What is required: Nothing but the lines from the one including "Target: glass pane" through the last line of the entries, restated exactly, should appear in the answer; omit the pictures.

(Records to use)

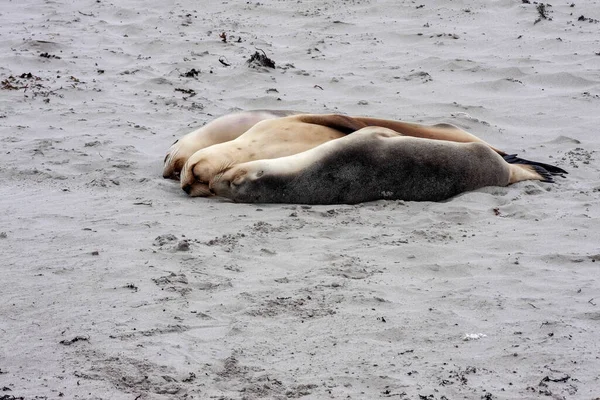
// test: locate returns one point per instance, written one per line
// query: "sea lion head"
(249, 182)
(199, 169)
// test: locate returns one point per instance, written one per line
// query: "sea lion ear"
(342, 123)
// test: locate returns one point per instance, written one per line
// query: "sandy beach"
(116, 285)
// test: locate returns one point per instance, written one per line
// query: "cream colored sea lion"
(270, 138)
(291, 135)
(371, 164)
(222, 129)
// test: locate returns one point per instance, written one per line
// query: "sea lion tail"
(526, 172)
(550, 169)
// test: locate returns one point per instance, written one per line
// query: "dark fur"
(368, 169)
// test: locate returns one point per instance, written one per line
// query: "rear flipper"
(525, 172)
(549, 169)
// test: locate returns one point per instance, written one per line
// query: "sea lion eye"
(238, 179)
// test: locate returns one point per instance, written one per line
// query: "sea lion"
(269, 138)
(222, 129)
(371, 164)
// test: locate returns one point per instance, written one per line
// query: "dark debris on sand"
(260, 60)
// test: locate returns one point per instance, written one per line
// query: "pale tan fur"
(222, 129)
(267, 139)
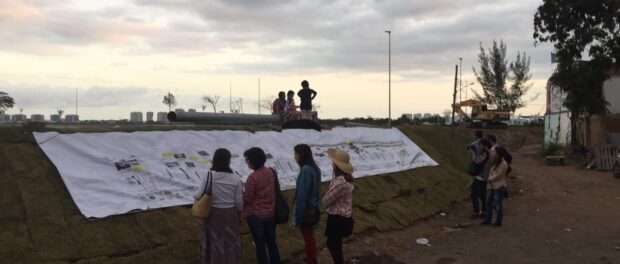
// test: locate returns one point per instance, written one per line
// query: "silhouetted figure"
(279, 106)
(306, 96)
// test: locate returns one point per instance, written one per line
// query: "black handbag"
(311, 216)
(282, 209)
(348, 230)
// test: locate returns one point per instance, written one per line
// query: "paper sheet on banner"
(115, 173)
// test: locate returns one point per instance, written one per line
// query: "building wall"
(37, 118)
(557, 128)
(72, 118)
(611, 91)
(162, 117)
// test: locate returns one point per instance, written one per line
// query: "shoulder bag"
(202, 206)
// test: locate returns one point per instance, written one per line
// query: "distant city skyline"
(124, 56)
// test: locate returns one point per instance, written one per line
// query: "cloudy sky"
(124, 55)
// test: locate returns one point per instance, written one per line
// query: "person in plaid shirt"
(259, 202)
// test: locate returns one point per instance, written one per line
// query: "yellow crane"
(481, 116)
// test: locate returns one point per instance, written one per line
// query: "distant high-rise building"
(136, 117)
(162, 117)
(72, 118)
(18, 118)
(37, 118)
(55, 118)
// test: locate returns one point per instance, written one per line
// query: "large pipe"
(223, 118)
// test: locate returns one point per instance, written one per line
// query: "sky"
(125, 55)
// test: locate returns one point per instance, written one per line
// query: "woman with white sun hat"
(339, 202)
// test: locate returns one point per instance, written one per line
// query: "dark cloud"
(41, 96)
(286, 36)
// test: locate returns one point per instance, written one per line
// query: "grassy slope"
(40, 223)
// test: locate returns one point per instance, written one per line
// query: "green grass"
(40, 223)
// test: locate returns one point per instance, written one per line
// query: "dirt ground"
(556, 214)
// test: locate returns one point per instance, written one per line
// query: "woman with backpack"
(259, 200)
(496, 186)
(221, 242)
(480, 172)
(306, 212)
(339, 202)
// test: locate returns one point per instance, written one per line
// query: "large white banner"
(115, 173)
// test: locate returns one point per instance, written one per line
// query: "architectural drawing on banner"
(162, 169)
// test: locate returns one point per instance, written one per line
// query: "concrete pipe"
(223, 118)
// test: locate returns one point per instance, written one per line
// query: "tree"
(6, 101)
(503, 84)
(211, 99)
(237, 106)
(576, 27)
(60, 112)
(170, 101)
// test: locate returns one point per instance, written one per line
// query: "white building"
(591, 130)
(37, 118)
(162, 117)
(18, 118)
(55, 118)
(72, 118)
(136, 117)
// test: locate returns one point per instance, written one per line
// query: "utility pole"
(456, 71)
(389, 77)
(460, 79)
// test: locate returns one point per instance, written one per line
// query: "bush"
(552, 149)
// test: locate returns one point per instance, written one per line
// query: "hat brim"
(344, 166)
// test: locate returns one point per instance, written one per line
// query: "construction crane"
(481, 116)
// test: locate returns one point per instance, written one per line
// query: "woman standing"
(306, 95)
(259, 200)
(306, 210)
(339, 202)
(221, 242)
(496, 185)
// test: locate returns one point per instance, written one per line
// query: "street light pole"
(389, 77)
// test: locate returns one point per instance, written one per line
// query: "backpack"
(277, 106)
(508, 159)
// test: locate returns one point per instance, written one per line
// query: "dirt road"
(554, 215)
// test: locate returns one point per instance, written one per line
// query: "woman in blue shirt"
(307, 196)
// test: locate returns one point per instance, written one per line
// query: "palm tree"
(6, 101)
(170, 101)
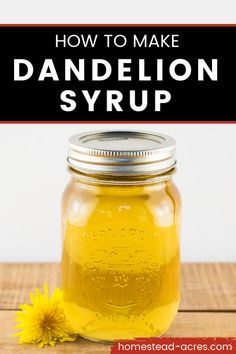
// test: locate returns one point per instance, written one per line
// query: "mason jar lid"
(121, 153)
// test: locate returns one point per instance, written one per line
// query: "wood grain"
(185, 325)
(203, 286)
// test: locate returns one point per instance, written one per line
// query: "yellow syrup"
(120, 264)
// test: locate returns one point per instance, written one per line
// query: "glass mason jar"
(121, 220)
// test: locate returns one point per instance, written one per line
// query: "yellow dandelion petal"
(44, 322)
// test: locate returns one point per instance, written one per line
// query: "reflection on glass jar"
(120, 264)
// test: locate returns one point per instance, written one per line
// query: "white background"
(33, 157)
(33, 176)
(122, 11)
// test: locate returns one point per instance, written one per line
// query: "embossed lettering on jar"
(121, 221)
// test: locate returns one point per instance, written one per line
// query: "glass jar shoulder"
(152, 204)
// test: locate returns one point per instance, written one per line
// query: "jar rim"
(121, 153)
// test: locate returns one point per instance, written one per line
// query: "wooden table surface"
(207, 309)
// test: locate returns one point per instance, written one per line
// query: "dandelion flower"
(44, 321)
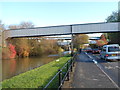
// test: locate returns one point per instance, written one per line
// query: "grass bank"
(35, 78)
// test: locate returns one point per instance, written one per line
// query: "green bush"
(35, 78)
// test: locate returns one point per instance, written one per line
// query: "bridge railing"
(62, 74)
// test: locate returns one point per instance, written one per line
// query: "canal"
(14, 67)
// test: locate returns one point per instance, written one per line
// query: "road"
(93, 72)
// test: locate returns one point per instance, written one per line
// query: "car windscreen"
(113, 49)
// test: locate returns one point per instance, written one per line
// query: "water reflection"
(14, 67)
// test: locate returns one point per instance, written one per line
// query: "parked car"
(96, 51)
(87, 50)
(110, 52)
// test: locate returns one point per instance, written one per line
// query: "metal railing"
(63, 73)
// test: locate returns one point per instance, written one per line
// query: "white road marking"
(103, 71)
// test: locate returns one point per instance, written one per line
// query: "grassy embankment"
(38, 77)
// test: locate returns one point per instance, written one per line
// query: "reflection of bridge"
(63, 30)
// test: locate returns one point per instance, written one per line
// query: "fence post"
(71, 64)
(60, 77)
(68, 70)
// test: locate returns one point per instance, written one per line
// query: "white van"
(110, 52)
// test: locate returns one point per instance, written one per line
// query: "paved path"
(88, 75)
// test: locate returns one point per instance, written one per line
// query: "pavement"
(87, 75)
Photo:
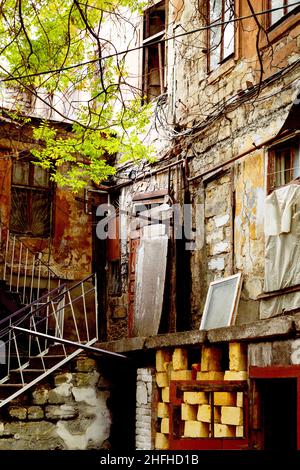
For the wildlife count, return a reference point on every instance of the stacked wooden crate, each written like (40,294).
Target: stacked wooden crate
(196,407)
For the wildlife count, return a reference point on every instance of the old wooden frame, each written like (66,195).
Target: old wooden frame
(206,443)
(234,304)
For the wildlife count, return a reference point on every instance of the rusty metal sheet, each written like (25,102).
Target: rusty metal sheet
(150,280)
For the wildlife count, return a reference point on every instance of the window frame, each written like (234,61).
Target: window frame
(207,13)
(285,16)
(150,41)
(290,143)
(31,187)
(206,443)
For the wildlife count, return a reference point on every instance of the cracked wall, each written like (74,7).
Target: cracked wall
(69,410)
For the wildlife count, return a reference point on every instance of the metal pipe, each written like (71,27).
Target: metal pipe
(237,157)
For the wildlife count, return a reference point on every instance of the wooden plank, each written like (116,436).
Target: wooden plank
(150,195)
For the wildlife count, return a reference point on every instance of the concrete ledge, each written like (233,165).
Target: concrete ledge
(262,330)
(176,339)
(123,345)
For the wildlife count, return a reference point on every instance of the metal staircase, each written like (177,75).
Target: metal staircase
(44,335)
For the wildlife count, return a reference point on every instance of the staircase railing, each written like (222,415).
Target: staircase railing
(22,269)
(61,316)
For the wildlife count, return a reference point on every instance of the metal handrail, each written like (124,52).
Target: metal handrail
(29,332)
(24,270)
(29,249)
(35,302)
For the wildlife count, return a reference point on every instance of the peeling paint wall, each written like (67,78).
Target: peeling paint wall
(68,250)
(228,206)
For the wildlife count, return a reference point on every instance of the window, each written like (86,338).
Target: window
(30,199)
(220,39)
(154,52)
(284,164)
(276,15)
(115,286)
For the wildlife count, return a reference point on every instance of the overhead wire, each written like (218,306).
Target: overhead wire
(165,39)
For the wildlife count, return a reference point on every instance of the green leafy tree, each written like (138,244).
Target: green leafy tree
(56,47)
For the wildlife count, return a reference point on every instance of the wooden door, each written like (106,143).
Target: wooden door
(133,247)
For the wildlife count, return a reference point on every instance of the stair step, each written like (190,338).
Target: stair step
(49,361)
(8,389)
(28,375)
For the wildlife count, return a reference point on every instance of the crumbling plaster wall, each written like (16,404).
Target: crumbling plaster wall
(229,224)
(68,250)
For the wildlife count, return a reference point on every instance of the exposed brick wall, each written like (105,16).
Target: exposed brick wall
(68,410)
(144,415)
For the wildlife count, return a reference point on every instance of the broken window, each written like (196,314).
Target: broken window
(277,15)
(221,302)
(220,39)
(284,164)
(154,51)
(31,198)
(115,286)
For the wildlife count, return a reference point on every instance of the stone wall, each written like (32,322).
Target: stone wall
(68,411)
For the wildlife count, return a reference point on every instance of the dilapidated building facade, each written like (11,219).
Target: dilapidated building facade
(221,199)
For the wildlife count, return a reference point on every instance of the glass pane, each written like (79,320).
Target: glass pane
(40,216)
(276,15)
(19,216)
(215,11)
(220,303)
(228,31)
(296,172)
(40,176)
(20,172)
(292,7)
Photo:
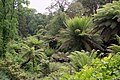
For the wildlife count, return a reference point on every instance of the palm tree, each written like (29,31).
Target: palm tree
(35,56)
(107,21)
(78,30)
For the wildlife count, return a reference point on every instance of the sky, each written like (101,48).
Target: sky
(40,5)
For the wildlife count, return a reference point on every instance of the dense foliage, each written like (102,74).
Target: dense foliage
(80,42)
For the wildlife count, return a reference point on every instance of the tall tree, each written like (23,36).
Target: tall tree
(8,23)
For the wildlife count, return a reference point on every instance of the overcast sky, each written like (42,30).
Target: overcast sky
(40,5)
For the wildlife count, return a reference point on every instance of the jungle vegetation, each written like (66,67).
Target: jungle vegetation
(81,42)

(End Records to use)

Solved problem:
Target: glass pane
(40,216)
(276,15)
(19,216)
(215,11)
(220,303)
(228,31)
(296,172)
(40,176)
(20,172)
(292,7)
Photo:
For the wildlife count, return a reference point on every instance of the palm tree, each written like (29,31).
Target: palm tree
(35,56)
(107,21)
(78,30)
For the wildlife count, return a reference point on every instance of the sky, each written like (101,48).
Target: sky
(40,5)
For the wildlife count, return a reference point on every instance of the dense foliage, each written like (102,74).
Target: dense foliage
(80,42)
For the wildlife count, return a reference point on every instance of the tall tree, each written like (23,36).
Target: tall tree
(8,23)
For the wildlife count, return a reference point on every instance of the overcast sky, each written like (42,30).
Target: overcast sky
(40,5)
For the wildlife count, return a reference point on every instance of the jungle vegetation, each written like (66,67).
Target: jungle vegetation
(81,42)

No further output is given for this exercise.